Please return the article text between "Shana Broders said" and "past two summers.", inclusive, copied word for word.

- Source passage -
==================================================
Anti-abortion protesters are terrorizing a North Carolina elementary school teacher who called them out during a demonstration outside a women's health clinic.
Shana Broders said the men tracked down her personal information afterward and have circulated her name and occupation on social media and threatened to show up at her home and school, reported Indy Week.
Broders volunteers as an escort at the Woman’s Choice of Raleigh clinic, where a group of mostly older white men organized by Matthew Tringali have been protesting on weekdays for the past two summers.
“He screams, he gets up in peoples’ faces, even when they ask him to stop, (and) he won’t stop following them and screaming at them,” Broders said. “He wears a camera taped to his chest so he can videotape people. We often have to call the cops often because he pushes the line.”
Broders said she angered the men, who are associated with the Abolish Human Abortion group, by calling them misogynists -- and then explaining what the word means.
“It was the first in a series of errors,” Broders said. “They were ridiculing me for teaching them a new word. I told them, ‘teaching is my first gift, you’re welcome,' and dummy us -- we use our real names.”
Tringali and his group found out where Broders teaches and call the school and harass anyone who answers the phone, and they used her school portrait to create a Facebook post using her full name welcoming students and parents to her fifth-grade class.
"I love to bake and eat chocolate. I have made many cakes and cupcakes for friends and their children," the post reads. "How did your child spend their summer vacation? I spent mine helping to MURDER babies at "A Woman's Choice" Abortion clinic in Raleigh! Looking forward to seeing you!"
Broders, a mother of four, said AHA members have threatened to show up at her home and workplace, and school officials said they have contacted police to provide added security.
The teacher said Tringali -- a New York native who travels the country harassing women outside health clinics -- apparently holds a grudge against her because she got him cited for trespassing outside the clinic, and she thinks he is trying to get her fired.
But she's more concerned about the safety of her family and students, Broders said.
“What I do in my personal life doesn’t have anything to do with my professional life,” Broders said. “I’m not sorry for what I do but my school doesn’t, because of my beliefs, deserve to be persecuted."
==================================================
Natural-language region descriptions:
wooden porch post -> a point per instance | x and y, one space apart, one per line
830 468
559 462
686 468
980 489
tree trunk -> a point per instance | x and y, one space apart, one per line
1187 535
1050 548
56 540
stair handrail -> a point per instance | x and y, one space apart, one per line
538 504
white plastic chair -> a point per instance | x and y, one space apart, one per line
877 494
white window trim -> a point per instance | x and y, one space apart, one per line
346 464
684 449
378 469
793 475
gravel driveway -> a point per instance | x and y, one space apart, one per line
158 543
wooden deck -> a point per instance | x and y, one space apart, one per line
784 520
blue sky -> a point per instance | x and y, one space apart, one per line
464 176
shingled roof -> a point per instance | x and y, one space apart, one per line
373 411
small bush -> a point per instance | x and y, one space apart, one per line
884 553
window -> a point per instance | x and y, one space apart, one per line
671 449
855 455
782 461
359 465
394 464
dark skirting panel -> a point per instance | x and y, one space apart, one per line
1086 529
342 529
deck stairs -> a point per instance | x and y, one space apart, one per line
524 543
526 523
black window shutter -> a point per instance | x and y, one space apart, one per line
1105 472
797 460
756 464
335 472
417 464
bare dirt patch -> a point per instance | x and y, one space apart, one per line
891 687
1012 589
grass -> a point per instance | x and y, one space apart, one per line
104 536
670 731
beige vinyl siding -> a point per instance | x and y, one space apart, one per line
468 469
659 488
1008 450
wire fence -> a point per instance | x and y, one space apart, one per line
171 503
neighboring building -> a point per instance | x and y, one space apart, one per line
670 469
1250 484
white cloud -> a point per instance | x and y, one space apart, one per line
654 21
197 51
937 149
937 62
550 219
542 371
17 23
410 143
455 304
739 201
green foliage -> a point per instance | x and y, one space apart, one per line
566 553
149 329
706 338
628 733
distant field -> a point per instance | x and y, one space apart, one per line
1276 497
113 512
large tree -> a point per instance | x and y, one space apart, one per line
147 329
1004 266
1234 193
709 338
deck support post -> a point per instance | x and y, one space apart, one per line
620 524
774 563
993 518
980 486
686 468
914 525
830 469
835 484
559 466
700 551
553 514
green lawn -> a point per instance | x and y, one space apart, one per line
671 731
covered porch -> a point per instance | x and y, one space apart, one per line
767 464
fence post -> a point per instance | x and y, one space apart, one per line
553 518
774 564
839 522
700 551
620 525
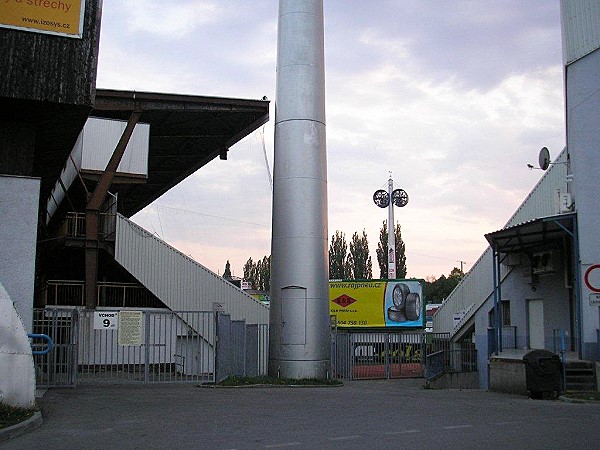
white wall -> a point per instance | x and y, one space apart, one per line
19 197
583 139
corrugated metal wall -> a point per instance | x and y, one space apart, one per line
101 136
478 284
179 281
581 34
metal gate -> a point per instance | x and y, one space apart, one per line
145 346
376 355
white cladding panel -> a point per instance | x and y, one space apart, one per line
581 33
19 206
478 283
101 136
179 281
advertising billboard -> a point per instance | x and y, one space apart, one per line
377 303
61 17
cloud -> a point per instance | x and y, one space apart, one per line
454 98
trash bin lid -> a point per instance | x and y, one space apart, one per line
538 355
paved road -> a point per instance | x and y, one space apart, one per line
383 414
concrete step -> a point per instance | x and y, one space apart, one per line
580 376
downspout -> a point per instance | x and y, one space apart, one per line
496 300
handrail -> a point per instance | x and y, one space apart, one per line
45 337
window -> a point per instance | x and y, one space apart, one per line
504 314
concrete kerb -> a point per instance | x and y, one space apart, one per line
26 426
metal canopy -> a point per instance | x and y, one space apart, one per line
533 234
186 132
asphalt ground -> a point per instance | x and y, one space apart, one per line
381 414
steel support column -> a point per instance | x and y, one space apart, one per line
92 213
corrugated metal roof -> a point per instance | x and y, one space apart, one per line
177 280
580 28
478 285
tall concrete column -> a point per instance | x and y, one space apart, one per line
299 322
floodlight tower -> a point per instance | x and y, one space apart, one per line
299 316
392 197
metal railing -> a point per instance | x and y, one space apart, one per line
561 341
450 361
383 355
146 346
74 225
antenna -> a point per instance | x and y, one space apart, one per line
544 158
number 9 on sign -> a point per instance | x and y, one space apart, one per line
106 320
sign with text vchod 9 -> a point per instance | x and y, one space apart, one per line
377 303
61 17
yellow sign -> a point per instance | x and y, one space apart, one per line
131 325
62 17
377 303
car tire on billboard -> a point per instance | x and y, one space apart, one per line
413 306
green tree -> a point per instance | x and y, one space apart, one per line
227 271
338 257
359 261
437 290
250 273
263 272
258 273
382 250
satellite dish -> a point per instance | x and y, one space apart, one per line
400 197
544 158
381 198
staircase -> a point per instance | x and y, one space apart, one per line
580 376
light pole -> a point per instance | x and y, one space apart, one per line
383 199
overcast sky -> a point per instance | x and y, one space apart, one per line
455 98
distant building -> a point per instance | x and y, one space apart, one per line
537 286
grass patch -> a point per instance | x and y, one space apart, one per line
249 381
11 415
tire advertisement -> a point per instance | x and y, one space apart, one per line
377 303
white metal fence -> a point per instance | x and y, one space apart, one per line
144 346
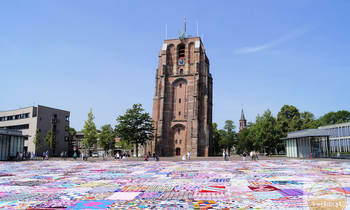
==================================================
- Task response -
Shana Broders said the men tracked down her personal information afterward and have circulated her name and occupation on social media and threatened to show up at her home and school, reported Indy Week.
Broders volunteers as an escort at the Woman’s Choice of Raleigh clinic, where a group of mostly older white men organized by Matthew Tringali have been protesting on weekdays for the past two summers.